====== Available data ======

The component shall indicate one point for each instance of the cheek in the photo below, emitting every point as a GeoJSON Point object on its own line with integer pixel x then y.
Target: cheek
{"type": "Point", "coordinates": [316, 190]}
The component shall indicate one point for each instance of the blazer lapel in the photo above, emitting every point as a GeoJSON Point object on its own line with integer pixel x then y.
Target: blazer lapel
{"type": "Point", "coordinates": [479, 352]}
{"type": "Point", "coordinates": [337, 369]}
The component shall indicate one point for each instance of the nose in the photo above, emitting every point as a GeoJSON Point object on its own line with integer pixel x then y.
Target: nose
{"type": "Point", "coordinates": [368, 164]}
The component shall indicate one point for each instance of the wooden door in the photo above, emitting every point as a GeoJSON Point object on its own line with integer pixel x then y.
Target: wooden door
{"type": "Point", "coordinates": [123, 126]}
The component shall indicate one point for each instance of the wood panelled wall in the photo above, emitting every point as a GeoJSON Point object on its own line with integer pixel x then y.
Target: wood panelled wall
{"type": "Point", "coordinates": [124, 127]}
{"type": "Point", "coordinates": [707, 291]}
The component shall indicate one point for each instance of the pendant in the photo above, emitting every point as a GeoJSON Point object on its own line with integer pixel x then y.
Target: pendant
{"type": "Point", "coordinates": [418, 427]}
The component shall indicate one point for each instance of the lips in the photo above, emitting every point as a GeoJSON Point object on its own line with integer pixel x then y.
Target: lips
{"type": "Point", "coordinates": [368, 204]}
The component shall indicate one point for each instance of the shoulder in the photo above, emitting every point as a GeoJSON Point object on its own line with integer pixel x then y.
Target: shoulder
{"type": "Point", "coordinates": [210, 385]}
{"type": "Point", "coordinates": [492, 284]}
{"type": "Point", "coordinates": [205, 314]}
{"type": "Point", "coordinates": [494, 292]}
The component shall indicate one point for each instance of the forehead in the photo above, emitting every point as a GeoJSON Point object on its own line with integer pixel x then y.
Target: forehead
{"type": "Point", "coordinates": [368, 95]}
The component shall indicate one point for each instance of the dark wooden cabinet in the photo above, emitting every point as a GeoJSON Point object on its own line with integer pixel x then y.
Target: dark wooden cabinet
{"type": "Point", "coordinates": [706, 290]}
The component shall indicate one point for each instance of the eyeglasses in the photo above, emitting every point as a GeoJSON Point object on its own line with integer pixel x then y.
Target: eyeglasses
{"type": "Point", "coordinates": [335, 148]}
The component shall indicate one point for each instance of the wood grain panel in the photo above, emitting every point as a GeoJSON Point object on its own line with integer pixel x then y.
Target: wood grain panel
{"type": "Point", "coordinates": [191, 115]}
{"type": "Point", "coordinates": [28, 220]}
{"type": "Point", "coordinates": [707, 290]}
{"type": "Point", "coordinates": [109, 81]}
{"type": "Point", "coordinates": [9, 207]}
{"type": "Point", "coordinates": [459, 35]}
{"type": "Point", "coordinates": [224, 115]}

======

Work required: The lines above, starting at the one with "Target: forehead" and ending at the one with "the wood grain", are the only ones to return, exactly as written.

Solution:
Target: forehead
{"type": "Point", "coordinates": [368, 95]}
The component shall indicate one point for each instance of the dark wooden cabinet in the photo above, emitting every point as a GeoJSON Point object on its own line with integer pixel x then y.
Target: dark wooden cabinet
{"type": "Point", "coordinates": [706, 290]}
The component shall indicate one point for each instance of the eyeglasses in the photo above, emitting every point as a GeoJSON Point object on its own line with integer pixel x then y.
Target: eyeglasses
{"type": "Point", "coordinates": [335, 148]}
The component shall indicate one point for each instance of the wood grain panel in the photo above, emitting every point as a GeoJSON Point object on its own line with integer pixel x then y.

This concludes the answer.